● What is required: Each line below must be printed again exactly.

(Referring expression data)
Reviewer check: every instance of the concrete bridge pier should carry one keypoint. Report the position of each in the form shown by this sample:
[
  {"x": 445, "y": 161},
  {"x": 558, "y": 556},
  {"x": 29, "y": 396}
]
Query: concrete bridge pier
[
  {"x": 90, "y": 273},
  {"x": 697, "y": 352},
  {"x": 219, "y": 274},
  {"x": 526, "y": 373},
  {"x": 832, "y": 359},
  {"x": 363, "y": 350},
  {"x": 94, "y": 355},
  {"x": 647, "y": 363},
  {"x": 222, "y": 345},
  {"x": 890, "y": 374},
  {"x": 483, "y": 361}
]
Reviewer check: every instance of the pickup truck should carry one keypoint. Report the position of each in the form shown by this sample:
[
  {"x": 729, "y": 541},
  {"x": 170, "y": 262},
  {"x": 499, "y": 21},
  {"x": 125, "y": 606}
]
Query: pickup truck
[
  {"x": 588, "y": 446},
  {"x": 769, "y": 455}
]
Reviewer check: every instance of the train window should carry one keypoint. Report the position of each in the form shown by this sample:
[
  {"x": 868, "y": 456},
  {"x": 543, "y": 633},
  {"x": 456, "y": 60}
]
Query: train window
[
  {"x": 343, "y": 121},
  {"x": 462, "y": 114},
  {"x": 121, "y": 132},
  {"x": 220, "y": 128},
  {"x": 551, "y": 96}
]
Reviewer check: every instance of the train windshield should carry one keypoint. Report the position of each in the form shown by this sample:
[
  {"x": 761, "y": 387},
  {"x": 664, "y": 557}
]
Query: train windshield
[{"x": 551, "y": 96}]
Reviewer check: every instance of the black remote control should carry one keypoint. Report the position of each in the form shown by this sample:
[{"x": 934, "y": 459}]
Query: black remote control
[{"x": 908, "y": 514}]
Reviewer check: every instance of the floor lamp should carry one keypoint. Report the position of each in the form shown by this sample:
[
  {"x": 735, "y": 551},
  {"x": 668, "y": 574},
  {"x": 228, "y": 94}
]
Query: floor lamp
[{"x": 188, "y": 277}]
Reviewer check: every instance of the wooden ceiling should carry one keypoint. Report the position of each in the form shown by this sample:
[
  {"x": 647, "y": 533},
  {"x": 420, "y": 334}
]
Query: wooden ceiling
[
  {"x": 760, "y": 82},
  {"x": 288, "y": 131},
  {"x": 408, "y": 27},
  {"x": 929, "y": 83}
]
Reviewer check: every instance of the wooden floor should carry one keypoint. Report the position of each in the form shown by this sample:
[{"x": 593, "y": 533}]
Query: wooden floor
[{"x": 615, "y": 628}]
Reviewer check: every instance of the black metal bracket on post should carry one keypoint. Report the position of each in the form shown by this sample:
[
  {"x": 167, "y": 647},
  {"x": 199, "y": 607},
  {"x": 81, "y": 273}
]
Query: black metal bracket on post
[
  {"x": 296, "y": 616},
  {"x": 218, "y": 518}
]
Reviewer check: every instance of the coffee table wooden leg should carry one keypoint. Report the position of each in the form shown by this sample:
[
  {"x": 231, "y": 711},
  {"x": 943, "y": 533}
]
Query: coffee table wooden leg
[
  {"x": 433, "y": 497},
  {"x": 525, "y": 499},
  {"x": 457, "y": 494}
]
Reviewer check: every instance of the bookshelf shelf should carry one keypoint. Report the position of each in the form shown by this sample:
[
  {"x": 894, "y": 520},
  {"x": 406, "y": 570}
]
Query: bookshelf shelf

● Answer to this problem:
Reviewer check: every instance of the concrete bridge pier should carry one keypoint. Report the position of each in the form shown by this sample:
[
  {"x": 445, "y": 161},
  {"x": 558, "y": 556},
  {"x": 29, "y": 396}
]
Query: concrete bridge pier
[
  {"x": 90, "y": 273},
  {"x": 697, "y": 352},
  {"x": 219, "y": 274},
  {"x": 526, "y": 373},
  {"x": 832, "y": 359},
  {"x": 363, "y": 350},
  {"x": 94, "y": 355},
  {"x": 647, "y": 363},
  {"x": 222, "y": 345},
  {"x": 890, "y": 374},
  {"x": 483, "y": 361}
]
Reviewer check: every instance of the pickup truck should carry one keypoint. Report the position of each in the form shown by this sample:
[
  {"x": 729, "y": 541},
  {"x": 170, "y": 262},
  {"x": 499, "y": 21},
  {"x": 125, "y": 606}
]
Query: pickup truck
[
  {"x": 588, "y": 446},
  {"x": 769, "y": 455}
]
Reviewer check: every instance of the train window should carry one keypoint. Report the position of each in the form shown by this sample:
[
  {"x": 868, "y": 456},
  {"x": 543, "y": 633},
  {"x": 456, "y": 60}
]
Query: train window
[
  {"x": 343, "y": 121},
  {"x": 462, "y": 114},
  {"x": 121, "y": 132},
  {"x": 220, "y": 128},
  {"x": 551, "y": 96}
]
Reviewer check: every instance of the train windshield should carry one keypoint. Report the position of each in the form shown by this sample:
[
  {"x": 761, "y": 387},
  {"x": 664, "y": 557}
]
Query: train windshield
[{"x": 551, "y": 96}]
Reviewer check: every instance of the black remote control should carry one keypoint. Report the position of each in the form shown by this sample:
[{"x": 934, "y": 459}]
Query: black remote control
[{"x": 908, "y": 514}]
Reviewer check: every instance of the floor lamp should carry one keypoint. Report the position of each in the form shown by this sample:
[
  {"x": 735, "y": 551},
  {"x": 668, "y": 574},
  {"x": 228, "y": 94}
]
Query: floor lamp
[{"x": 188, "y": 277}]
Reviewer check: every instance of the wooden ceiling should carry one keypoint. Report the position of each in the form shown by this sample:
[
  {"x": 647, "y": 533},
  {"x": 420, "y": 334}
]
Query: wooden ceiling
[
  {"x": 760, "y": 82},
  {"x": 288, "y": 131},
  {"x": 408, "y": 27},
  {"x": 929, "y": 83}
]
Reviewer check: every instance of the wooden floor should carry one keypoint. Report the position of each in the form shown by this sample:
[{"x": 593, "y": 533}]
Query: wooden floor
[{"x": 615, "y": 628}]
Reviewer check: every instance of the black metal bracket on post should carry one keypoint. Report the position of each in the form shown by this sample:
[
  {"x": 167, "y": 647},
  {"x": 199, "y": 607},
  {"x": 81, "y": 273}
]
Query: black metal bracket on post
[
  {"x": 296, "y": 616},
  {"x": 218, "y": 518}
]
Reviewer check: every instance of the coffee table wooden leg should carry one keypoint. Report the position of each in the form shown by this sample:
[
  {"x": 231, "y": 711},
  {"x": 943, "y": 533}
]
Query: coffee table wooden leg
[
  {"x": 433, "y": 497},
  {"x": 525, "y": 499},
  {"x": 457, "y": 494}
]
Reviewer check: every instance of the bookshelf shelf should carry one keypoint. Report the position of each in the form shown by this sample:
[
  {"x": 894, "y": 520},
  {"x": 406, "y": 570}
]
Query: bookshelf shelf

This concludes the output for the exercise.